• Exercises
1. List every jurisdiction that the passage below compares by its share of legal aid spending on immigration cases.
2. Reproduce the passage below word for word, beginning at the words "The biggest impact" and stopping after the words "the judicial process.".

• Passage
## BEGIN

The number of grants of legal help and controlled legal representation in non-asylum immigration cases has been reduced from the pre-LASPO level of 23,526 to 3,672 in 2016-17 in accordance with the government’s intentions.  The fact that the increased availability of ECF legal help in immigration cases has made so little difference to the overall statistics may be attributed to three main causes:

A continuing perception, notwithstanding recent statistics, that the probability of success in an ECF application is far lower than the probability of failure;

The unwillingness (or inability) of immigration lawyers to spend their time making ECF applications for which they receive no payment unless the application succeeds;

The fact that the overall number of firms who hold a contract with the LAA for immigration work has decreased from the pre-LASPO level of 235 to 170, and it is likely that many of those firms that have survived do not make ECF applications for their clients.[9] Mr Luqmani told the Commission that although there are still a number of large firms operating under legal aid contracts in this field. The pressure on billing and the low rates of remuneration may mean that corners are being cut, with more experienced fee-earners being encouraged to do a higher proportion of non-legally aided cases.


The Law Society told the Commission that, contrary to tabloid myth, immigration cases were not a significant factor in our relatively high legal aid expenditure pre-LASPO. A report by the Hague Institute for the Internationalisation of the Law in 2014 showed that the proportion of the legal aid budget spent on these cases was now highest in Belgium (17%) and the Netherlands (13%), and lower in Ireland (7%), Scotland (3.1%) and England & Wales (2%). The average costs per case were in the range of €1,000 per case in all countries, with England & Wales being at the low end.[10]

The biggest impact of LASPO on those seeking advice in immigration or asylum law matters that are out of scope is the unavailability of advice for vulnerable clients who do not meet the new criteria. They must fund their advice themselves, and this is not possible for many of them. As a consequence, they either have to represent themselves in a very complex area of law that is constantly changing or they stay in this country without regularising their status. This in turns slows down the judicial process.

## END

• Data
## BEGIN

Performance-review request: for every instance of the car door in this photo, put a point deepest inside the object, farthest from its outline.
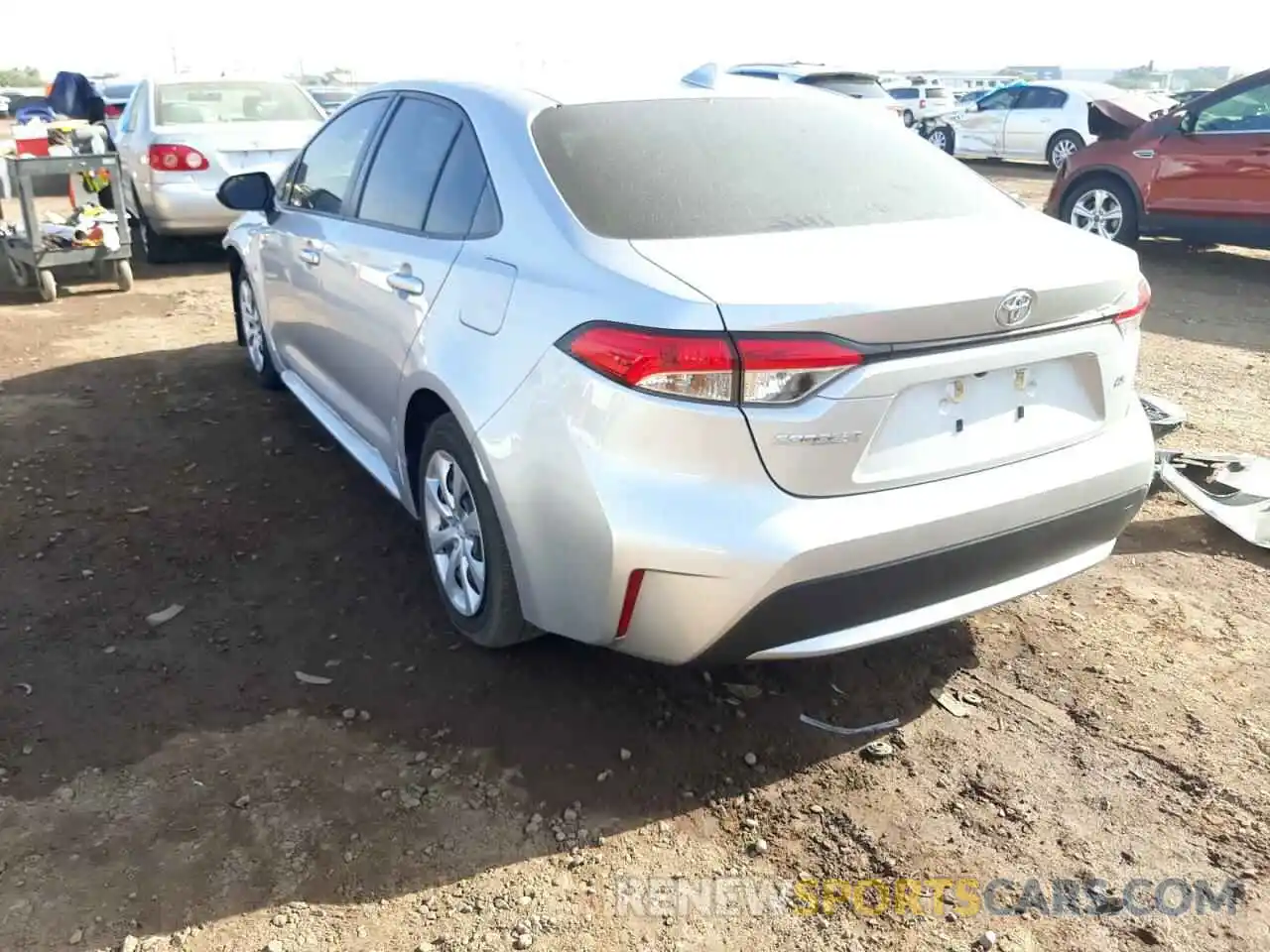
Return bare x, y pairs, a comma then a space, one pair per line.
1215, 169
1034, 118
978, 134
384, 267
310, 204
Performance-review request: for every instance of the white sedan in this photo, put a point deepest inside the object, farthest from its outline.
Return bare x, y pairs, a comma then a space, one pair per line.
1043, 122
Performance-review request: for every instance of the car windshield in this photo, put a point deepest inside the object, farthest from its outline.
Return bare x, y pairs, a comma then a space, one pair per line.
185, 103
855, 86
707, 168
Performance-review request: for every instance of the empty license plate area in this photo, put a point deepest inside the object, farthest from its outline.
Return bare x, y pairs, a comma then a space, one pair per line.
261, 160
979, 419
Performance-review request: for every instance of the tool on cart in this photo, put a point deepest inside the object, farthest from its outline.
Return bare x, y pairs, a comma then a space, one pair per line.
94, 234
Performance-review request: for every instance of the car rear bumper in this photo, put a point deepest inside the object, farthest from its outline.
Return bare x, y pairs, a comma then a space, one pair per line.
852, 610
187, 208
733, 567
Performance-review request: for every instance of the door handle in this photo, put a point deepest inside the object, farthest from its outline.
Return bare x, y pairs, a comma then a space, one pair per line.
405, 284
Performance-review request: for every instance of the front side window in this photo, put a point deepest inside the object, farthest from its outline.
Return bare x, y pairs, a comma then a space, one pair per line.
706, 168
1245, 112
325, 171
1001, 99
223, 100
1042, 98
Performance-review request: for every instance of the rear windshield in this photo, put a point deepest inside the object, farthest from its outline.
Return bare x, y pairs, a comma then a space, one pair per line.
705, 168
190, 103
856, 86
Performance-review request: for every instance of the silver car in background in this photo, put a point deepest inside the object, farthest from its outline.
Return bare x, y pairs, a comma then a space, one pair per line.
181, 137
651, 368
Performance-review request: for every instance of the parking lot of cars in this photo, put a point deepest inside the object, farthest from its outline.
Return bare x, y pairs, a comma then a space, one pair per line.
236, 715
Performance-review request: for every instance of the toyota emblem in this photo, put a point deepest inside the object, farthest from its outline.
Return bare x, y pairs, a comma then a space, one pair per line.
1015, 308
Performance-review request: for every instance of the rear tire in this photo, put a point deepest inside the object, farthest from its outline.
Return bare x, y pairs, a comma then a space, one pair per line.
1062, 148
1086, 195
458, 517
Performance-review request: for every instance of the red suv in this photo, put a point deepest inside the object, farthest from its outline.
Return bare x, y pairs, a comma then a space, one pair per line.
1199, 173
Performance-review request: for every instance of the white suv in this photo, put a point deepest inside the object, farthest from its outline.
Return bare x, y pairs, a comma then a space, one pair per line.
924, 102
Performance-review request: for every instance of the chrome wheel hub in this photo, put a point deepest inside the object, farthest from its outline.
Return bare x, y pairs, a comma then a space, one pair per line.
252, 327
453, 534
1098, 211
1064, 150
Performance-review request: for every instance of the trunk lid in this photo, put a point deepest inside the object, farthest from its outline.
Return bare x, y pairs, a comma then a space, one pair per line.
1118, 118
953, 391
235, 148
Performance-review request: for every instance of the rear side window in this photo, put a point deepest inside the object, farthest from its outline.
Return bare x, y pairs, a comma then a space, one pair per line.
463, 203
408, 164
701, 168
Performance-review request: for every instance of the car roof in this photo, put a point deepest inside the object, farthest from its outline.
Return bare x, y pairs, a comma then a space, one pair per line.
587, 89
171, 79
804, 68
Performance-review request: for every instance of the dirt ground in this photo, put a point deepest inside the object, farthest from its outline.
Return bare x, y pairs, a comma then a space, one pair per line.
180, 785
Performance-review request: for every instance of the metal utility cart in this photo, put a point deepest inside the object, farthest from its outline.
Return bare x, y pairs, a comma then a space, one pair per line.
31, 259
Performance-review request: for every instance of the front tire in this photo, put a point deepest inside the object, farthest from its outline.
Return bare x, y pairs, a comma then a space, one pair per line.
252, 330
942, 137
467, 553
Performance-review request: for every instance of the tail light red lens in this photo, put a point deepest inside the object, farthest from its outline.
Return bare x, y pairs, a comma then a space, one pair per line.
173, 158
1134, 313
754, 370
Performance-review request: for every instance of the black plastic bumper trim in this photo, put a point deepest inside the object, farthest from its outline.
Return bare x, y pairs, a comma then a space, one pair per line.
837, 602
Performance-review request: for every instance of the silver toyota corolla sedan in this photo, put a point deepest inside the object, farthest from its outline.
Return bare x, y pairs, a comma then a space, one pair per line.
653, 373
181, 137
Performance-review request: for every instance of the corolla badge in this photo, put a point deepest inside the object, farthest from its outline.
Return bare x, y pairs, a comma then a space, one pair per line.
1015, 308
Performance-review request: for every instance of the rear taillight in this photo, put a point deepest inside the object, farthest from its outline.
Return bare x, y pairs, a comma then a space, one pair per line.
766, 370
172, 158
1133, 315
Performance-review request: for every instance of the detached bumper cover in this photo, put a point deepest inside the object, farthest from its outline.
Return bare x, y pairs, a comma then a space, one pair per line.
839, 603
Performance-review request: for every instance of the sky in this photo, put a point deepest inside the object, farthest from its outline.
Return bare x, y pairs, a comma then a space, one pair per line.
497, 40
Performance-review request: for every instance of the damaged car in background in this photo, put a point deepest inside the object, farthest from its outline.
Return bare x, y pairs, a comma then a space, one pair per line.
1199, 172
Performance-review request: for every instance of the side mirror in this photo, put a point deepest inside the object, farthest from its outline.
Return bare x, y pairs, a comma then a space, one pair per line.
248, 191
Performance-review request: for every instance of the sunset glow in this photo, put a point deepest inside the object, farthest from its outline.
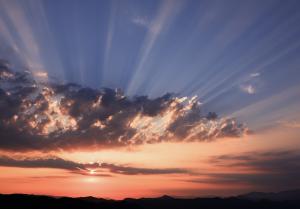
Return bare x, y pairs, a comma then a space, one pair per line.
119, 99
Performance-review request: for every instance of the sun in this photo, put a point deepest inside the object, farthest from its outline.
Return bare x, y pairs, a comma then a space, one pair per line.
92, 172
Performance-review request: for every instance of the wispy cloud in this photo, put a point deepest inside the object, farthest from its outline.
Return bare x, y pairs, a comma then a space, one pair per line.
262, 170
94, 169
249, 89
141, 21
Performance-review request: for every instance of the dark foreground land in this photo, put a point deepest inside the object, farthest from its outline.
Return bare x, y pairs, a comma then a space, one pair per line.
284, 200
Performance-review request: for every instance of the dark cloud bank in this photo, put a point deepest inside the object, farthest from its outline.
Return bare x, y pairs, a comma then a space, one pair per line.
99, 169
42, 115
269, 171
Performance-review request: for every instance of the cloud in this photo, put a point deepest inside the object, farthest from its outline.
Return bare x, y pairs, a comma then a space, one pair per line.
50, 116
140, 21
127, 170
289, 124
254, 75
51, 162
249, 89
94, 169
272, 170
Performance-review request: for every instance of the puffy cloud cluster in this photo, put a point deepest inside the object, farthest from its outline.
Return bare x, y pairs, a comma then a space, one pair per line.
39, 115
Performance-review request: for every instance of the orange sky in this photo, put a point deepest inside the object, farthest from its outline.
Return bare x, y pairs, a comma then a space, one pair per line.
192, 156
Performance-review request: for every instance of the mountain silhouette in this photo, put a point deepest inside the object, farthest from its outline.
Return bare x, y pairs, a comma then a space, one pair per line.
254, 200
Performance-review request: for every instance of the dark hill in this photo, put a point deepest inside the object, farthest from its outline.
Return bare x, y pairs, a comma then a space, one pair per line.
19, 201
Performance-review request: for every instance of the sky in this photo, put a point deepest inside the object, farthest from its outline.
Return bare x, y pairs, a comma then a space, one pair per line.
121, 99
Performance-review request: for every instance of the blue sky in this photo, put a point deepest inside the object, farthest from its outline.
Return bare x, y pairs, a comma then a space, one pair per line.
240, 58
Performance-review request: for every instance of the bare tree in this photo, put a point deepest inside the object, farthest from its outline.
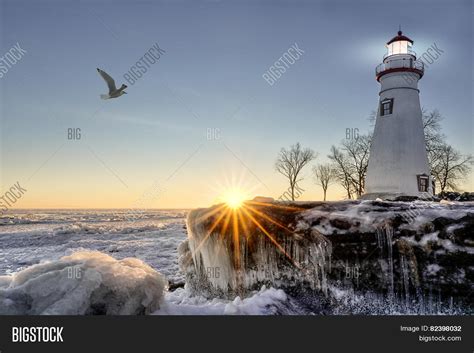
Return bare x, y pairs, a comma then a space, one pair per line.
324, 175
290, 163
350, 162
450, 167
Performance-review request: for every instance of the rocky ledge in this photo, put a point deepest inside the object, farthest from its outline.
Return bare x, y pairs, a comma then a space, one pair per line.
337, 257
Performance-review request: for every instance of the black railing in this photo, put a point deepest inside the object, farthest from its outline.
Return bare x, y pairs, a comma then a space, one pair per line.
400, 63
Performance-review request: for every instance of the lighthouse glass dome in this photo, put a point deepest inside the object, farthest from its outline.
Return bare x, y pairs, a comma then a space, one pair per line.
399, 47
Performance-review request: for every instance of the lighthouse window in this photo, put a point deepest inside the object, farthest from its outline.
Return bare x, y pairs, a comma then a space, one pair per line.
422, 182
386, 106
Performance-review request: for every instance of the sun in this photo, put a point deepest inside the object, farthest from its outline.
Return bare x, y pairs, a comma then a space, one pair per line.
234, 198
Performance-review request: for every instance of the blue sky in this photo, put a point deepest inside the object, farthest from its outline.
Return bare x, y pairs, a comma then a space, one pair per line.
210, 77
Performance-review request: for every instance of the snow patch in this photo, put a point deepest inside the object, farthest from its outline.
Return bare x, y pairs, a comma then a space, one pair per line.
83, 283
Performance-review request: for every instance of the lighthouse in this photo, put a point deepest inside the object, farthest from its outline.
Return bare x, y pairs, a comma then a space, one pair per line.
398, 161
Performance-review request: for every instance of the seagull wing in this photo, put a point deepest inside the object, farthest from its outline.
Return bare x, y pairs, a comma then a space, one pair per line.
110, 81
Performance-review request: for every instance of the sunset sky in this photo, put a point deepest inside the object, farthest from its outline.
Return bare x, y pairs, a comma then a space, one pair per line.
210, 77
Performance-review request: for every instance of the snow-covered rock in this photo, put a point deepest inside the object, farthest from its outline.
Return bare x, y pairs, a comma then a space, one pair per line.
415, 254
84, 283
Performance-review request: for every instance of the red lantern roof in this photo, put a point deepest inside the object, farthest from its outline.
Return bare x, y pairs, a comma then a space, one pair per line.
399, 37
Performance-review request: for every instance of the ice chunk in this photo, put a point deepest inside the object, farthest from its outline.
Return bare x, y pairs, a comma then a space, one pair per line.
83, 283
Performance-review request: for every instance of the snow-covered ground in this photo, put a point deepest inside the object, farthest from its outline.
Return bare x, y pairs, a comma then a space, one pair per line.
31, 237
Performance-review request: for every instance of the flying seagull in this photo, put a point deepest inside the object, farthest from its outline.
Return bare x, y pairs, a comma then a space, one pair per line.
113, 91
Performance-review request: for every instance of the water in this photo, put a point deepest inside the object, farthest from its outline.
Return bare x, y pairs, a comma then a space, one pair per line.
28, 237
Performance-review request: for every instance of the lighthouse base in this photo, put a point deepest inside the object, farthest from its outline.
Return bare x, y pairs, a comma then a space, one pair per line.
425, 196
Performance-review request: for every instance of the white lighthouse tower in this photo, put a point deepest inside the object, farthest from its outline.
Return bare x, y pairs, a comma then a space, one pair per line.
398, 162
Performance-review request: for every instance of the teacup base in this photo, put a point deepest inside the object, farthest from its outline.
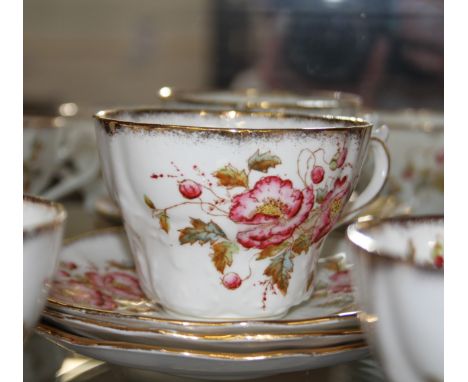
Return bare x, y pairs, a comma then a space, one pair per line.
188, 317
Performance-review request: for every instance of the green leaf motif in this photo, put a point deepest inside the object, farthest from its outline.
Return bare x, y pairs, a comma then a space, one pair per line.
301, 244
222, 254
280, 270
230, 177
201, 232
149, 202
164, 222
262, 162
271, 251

## END

• Worked solutions
1.
Belgium
the Netherlands
Ireland
Scotland
England & Wales

2.
The biggest impact of LASPO on those seeking advice in immigration or asylum law matters that are out of scope is the unavailability of advice for vulnerable clients who do not meet the new criteria. They must fund their advice themselves, and this is not possible for many of them. As a consequence, they either have to represent themselves in a very complex area of law that is constantly changing or they stay in this country without regularising their status. This in turns slows down the judicial process.